----- Texte présenté -----
Autre entretien, avec Anne Mie Dupuydt et Marcel Smets, les deux urbanistes qui ont succédé sur l’Île de Nantes à Alexandre Chemetoff, ainsi qu’avec Jean-Luc Charles, le directeur de la Samoa, en charge de l’aménagement de l’Île. Avec la construction du Palais de justice et la transformation du site des anciens chantiers navals, l’essentiel de l’effort s’est pour l’instant porté sur les abords du bras nord de la Loire. La prochaine étape consistera à urbaniser le sud de l’Île. Cela passe par un gigantesque jeu de meccano à l’échelle de l’agglomération
: d’abord, le déménagement du Marché d’intérêt national (sans doute en 2018), puis le début des travaux du CHU, suivi du transfert vers l’est de la ville des voies ferrées qui occupent aujourd’hui le centre de l’Île. Ensuite seulement, dans dix ans peut-être, pourra-t-on aménager un «Parc métropolitain» du CHU jusqu’à la pointe ouest de l’Île. Le cœur des villes bat à un rythme plus lent que celui des mortels.

Laurent Devisme, professeur de sciences sociales à l’École d’architecture de Nantes, clôt cette première partie du dossier par le récit de la décision du transfert le CHU sur l’Île de Nantes. Elle a acquis une forme d’évidence, mais elle n’a été rendue possible que par le départ annoncé du Marché d’intérêt national. Laurent Devisme nous fait comprendre le mécanisme complexe d’un choix qui s’est joué à trois niveaux: entre le local et le national, entre les villes qui composent l’agglomération nantaise, au sein même de l’hôpital entre pouvoir managérial et pouvoir médical.

Après cet examen du projet sous tous ses aspects, nous élargissons la focale pour porter un regard sur le contexte où il se joue.

Benoît Ferrandon, chef de service à la direction prospective du Département, situe le CHU dans la géographie et l’économie de la santé en Loire-Atlantique, un secteur qui pèse 48
000 emplois, dont près de 12000 pour le seul CHU, le plus gros employeur du département. Cela dit, son rayonnement est plus départemental que régional et il se situe dans la moyenne des CHU français par son budget, ses capacités d’accueil, son nombre d’étudiants.
-----
Tâches à réaliser:
1. Recopiez sans rien changer le passage du texte sur l'Île de Nantes qui commence aux mots «Benoît Ferrandon, chef» et se termine après «son nombre d’étudiants.».
2. Résumez le texte sur l'Île de Nantes en deux phrases.
3. D'après le texte sur l'Île de Nantes, les affirmations suivantes sont-elles exactes ? Répondez par oui ou par non, en citant à chaque fois les mots du texte qui tranchent.
(a) Le déménagement du Marché d'intérêt national doit avoir lieu après le début des travaux du CHU.
(b) Laurent Devisme enseigne à l'École d'architecture de Nantes.
(c) Le rayonnement du CHU est surtout régional.
----- Données brutes -----
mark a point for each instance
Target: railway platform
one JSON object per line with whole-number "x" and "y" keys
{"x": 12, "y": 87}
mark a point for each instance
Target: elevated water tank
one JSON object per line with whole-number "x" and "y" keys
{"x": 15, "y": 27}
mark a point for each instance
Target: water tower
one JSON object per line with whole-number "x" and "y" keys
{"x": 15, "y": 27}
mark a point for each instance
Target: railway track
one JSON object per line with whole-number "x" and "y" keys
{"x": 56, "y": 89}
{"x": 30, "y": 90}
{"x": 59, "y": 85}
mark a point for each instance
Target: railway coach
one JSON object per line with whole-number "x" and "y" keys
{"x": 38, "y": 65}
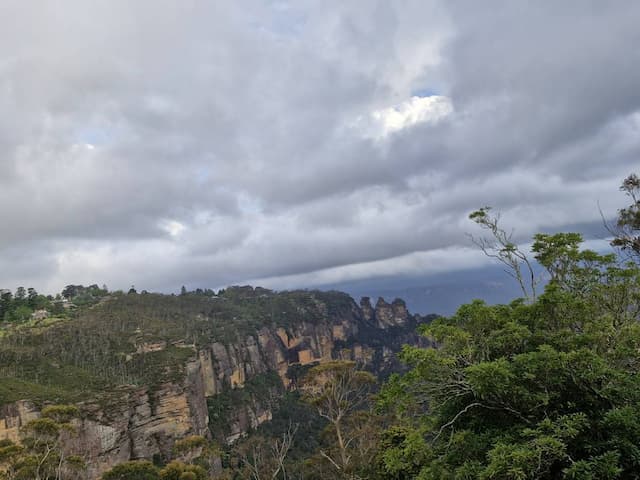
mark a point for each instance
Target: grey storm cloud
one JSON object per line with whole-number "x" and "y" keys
{"x": 301, "y": 143}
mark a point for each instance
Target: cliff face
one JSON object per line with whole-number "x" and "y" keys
{"x": 132, "y": 423}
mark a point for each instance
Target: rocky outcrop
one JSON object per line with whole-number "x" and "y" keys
{"x": 145, "y": 422}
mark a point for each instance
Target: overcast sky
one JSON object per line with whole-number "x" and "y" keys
{"x": 304, "y": 143}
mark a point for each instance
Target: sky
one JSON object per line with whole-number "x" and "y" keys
{"x": 303, "y": 143}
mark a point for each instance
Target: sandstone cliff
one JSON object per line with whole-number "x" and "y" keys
{"x": 132, "y": 422}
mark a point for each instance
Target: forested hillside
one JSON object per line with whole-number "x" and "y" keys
{"x": 252, "y": 384}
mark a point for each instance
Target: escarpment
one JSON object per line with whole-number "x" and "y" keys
{"x": 165, "y": 367}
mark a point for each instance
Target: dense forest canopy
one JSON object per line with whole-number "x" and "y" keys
{"x": 546, "y": 387}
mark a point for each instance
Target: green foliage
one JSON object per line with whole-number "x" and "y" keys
{"x": 539, "y": 391}
{"x": 627, "y": 230}
{"x": 103, "y": 345}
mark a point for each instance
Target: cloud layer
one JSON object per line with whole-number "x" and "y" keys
{"x": 162, "y": 143}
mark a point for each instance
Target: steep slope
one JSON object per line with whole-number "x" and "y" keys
{"x": 149, "y": 369}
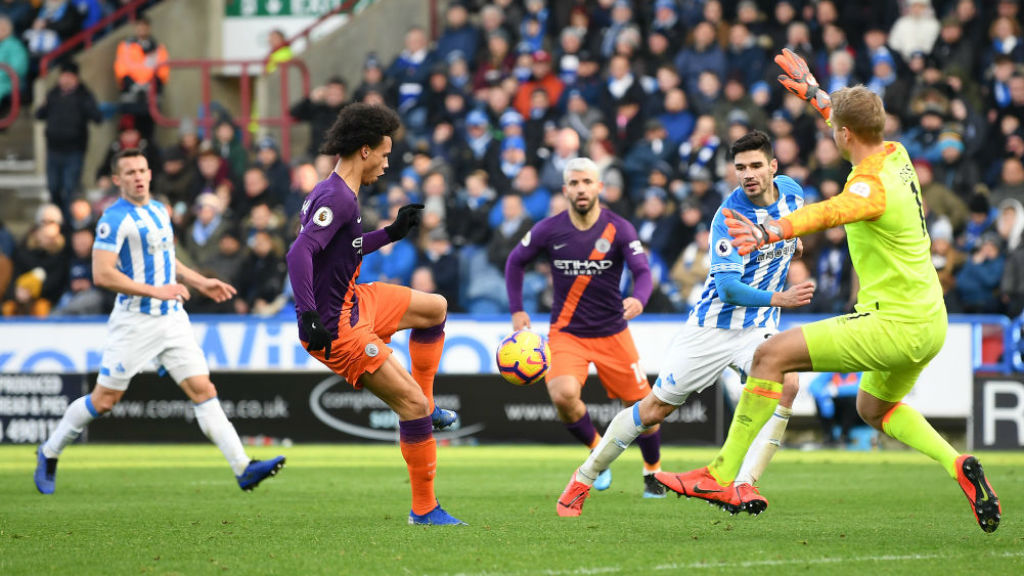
-----
Corrigé des exercices:
1.
Benoît Ferrandon, chef de service à la direction prospective du Département, situe le CHU dans la géographie et l’économie de la santé en Loire-Atlantique, un secteur qui pèse 48
000 emplois, dont près de 12000 pour le seul CHU, le plus gros employeur du département. Cela dit, son rayonnement est plus départemental que régional et il se situe dans la moyenne des CHU français par son budget, ses capacités d’accueil, son nombre d’étudiants.

2. Selon les urbanistes successeurs d'Alexandre Chemetoff et le directeur de la Samoa, l'urbanisation du sud de l'Île de Nantes passera par plusieurs étapes : le déménagement du Marché d'intérêt national, le début des travaux du CHU et le transfert des voies ferrées, avant l'aménagement d'un «Parc métropolitain». Laurent Devisme retrace la décision de transférer le CHU sur l'Île, et Benoît Ferrandon situe ce CHU, plus gros employeur du département avec près de 12000 emplois, dans la géographie et l'économie de la santé en Loire-Atlantique.

3.
(a) Non : «d’abord, le déménagement du Marché d’intérêt national (sans doute en 2018), puis le début des travaux du CHU»
(b) Oui : «professeur de sciences sociales à l’École d’architecture de Nantes»
(c) Non : «son rayonnement est plus départemental que régional»